Work required –
Reproduce the material exactly, omitting nothing.

Material provided –
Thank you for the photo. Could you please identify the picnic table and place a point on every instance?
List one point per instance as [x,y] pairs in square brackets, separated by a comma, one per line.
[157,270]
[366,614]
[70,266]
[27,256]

Final result –
Thank you for the photo. Could you please identify the picnic table and place a point on every instance?
List one point per instance as [x,y] pairs in square brackets, separated by a comma, one per line.
[157,270]
[366,614]
[70,266]
[27,256]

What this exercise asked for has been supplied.